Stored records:
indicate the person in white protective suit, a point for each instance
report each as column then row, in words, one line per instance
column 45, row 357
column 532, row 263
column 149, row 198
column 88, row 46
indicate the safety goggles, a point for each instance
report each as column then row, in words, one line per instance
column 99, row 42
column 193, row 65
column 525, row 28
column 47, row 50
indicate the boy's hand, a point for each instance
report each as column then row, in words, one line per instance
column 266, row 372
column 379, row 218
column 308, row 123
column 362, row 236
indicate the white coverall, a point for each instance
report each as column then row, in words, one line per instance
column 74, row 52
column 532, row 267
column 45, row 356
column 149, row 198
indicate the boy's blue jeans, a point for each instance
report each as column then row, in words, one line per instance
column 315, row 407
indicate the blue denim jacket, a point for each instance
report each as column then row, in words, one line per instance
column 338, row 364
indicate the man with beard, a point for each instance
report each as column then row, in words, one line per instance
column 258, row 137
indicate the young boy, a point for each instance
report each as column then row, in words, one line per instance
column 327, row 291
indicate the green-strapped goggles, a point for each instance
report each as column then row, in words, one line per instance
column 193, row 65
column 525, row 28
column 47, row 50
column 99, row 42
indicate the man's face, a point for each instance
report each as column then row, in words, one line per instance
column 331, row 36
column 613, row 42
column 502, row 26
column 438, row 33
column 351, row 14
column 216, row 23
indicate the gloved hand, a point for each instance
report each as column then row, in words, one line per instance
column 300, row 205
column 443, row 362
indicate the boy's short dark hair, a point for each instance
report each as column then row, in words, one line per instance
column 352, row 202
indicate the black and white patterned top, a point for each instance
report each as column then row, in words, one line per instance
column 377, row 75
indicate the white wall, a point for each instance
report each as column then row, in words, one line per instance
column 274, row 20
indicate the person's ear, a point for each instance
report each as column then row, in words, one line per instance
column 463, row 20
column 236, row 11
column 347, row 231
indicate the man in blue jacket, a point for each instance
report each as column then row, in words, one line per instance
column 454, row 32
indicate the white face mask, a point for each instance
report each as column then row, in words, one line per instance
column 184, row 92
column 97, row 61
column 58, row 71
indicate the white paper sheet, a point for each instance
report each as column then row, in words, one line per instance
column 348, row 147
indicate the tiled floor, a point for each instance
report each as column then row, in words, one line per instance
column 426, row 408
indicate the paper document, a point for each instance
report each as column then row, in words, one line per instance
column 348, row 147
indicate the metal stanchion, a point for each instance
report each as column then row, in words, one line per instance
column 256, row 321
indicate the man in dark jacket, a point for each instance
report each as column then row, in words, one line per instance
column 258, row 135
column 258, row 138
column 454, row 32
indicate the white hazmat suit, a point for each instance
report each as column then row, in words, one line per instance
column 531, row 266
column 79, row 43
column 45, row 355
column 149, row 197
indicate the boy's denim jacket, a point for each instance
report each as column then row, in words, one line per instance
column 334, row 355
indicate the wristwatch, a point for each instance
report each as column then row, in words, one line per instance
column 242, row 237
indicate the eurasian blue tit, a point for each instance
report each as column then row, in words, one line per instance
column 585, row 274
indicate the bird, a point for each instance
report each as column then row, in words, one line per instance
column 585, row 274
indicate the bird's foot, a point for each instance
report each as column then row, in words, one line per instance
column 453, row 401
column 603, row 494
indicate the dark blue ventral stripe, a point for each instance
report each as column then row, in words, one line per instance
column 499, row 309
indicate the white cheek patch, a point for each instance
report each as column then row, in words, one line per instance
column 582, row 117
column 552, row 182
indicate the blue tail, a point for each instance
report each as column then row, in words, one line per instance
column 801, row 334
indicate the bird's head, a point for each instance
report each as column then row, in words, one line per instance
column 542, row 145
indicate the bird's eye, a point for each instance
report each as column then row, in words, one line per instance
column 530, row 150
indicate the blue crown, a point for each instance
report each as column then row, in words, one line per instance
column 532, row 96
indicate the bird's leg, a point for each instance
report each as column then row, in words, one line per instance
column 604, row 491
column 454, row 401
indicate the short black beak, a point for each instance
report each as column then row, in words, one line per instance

Your task: Rewrite the data from its first line through the line holding "column 315, row 407", both included, with "indicate" changed to "mark" and nothing else altered.

Answer to this problem:
mark the person in white protective suit, a point for each instance
report each as column then row, in words, one line per instance
column 45, row 357
column 532, row 263
column 149, row 198
column 88, row 46
mark the safety goggles, a point for each instance
report each as column then row, in words, one line per instance
column 99, row 42
column 193, row 65
column 525, row 28
column 47, row 50
mark the boy's hand, a point for each instance
report each as column then row, in words, one line per instance
column 266, row 372
column 379, row 218
column 308, row 123
column 362, row 236
mark the white coverall, a point for each instance
report each as column then row, in words, one line per instance
column 74, row 52
column 532, row 267
column 45, row 356
column 149, row 198
mark the boy's blue jeans, a point for each instance
report each as column then row, in words, one line per instance
column 315, row 407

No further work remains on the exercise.